■ Условие задания: Напишите продолжение приведенного ниже текста о Церкви и христианской любви, начиная сразу после его последнего предложения.

■ Исходный текст:
При этом установившемся разделении остается загадкой, как Церковь, чье призвание в поклонении Богу, могла так сбиться с пути, допустив крестовые походы, массовые убийства, инквизицию. Эти блужданья обычно объясняют причинами исторического характера: светский Рим, связанный с местной властью, предал учение Евангелия, с опозданием признав свои ошибки лишь на Втором Ватиканском Соборе (1962–1965). В «Братьях Карамазовых» Достоевский представил себе вернувшегося на землю Иисуса, заточенного в темницу Великим Инквизитором за отстаивание истины. Мы предлагаем другую гипотезу: Церковь не предавала Евангелия — она его воплотила. Плод был червив уже в Новом Завете, в опрометчивом воспеваний любви как абсолютного чуда. Еще раз взглянем на факты: едва прекратились гонения на Церковь благодаря Константину, превратившему христианство в официальную религию Римской империи (в IV веке), Церковь, насчитывающая к тому времени уже множество мучеников, сама организует преследования — сперва язычников, затем евреев, этих лжебратьев, как скажет блаженный Августин, и далее по ходу истории всех, кто противостоит ей, начиная с христиан других конфессий. Эти бесчинства в виде войн и погромов прекратятся только после Французской революции, когда Римская и другие Церкви будут силой лишены своих мирских прерогатив. Грубо говоря, когда в 380 году, согласно эдикту Феодосия[143], христианство становится государственной религией, к власти приходит любовь. В прямом значении этого слова: не ее маска или символ, но сама любовь, высокая и одновременно страшная.

■ Записанные данные:
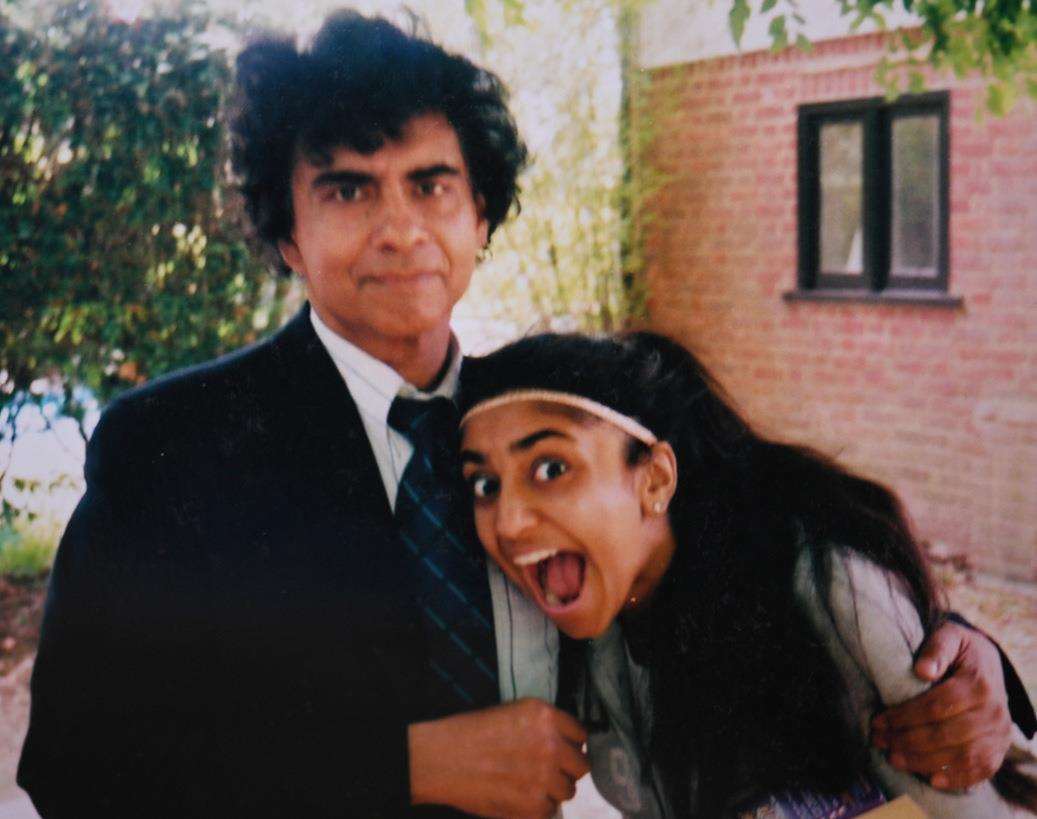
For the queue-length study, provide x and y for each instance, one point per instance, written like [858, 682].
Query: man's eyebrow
[529, 441]
[330, 178]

■ Ответ:
Жертвы превращаются в палачей — эта классика исторического жанра настолько верна, что в отношении любой революции можно сформулировать железный закон: боритесь с гонителями, остерегайтесь гонимых. Тут обычно вспоминают о простоте катакомбной Церкви, существование которой противоречит послеконстантиновской, пышной и облеченной властью. Но первая содержит в зародыше девиации последней: в братстве таятся зачатки деспотизма. С того момента, как апостол Павел провозгласил свое знаменитое определение христианского мира, где «нет уже иудея, ни язычника; нет раба, ни свободного; нет мужеского пола, ни женского…»[144], он простер покров любви потенциально надо всеми — никто уже не укроется от неумолимости этого пастырского наставления. Напрасно Тертуллиан писал в 212 году: «Религии не свойственно принуждать к религии», напрасно Константин (согласно его биографу Евсевию Кесарийскому[145]) утверждал: «Ни один христианин не должен использовать свои личные убеждения как повод, чтобы мучить ближнего», — ни тот ни другой не были услышаны[146]. Рим возвел в заповедь любовь, поощрявшую непримиримость. Убийство во имя любви — таков основной грех христианства. Этим объясняется тот дух ласковой поучительности, с которым вершились злодеяния, елейный тон палачей, которые, подобно политическим комиссарам социализма XX века, хотели не только наказать, но и образумить, наставить, исправить безбожника. Если все люди мои братья в Господе, мой долг собрать их в одну семью, от которой они в заблуждении отворачиваются, принудить войти в нее для их же блага. Это знаменитое «убеди прийти» евангелиста Луки (Лука 14,16–24)[147], сравнивающего Царство Божие со званым ужином, приглашение на который иные из гостей отклоняют.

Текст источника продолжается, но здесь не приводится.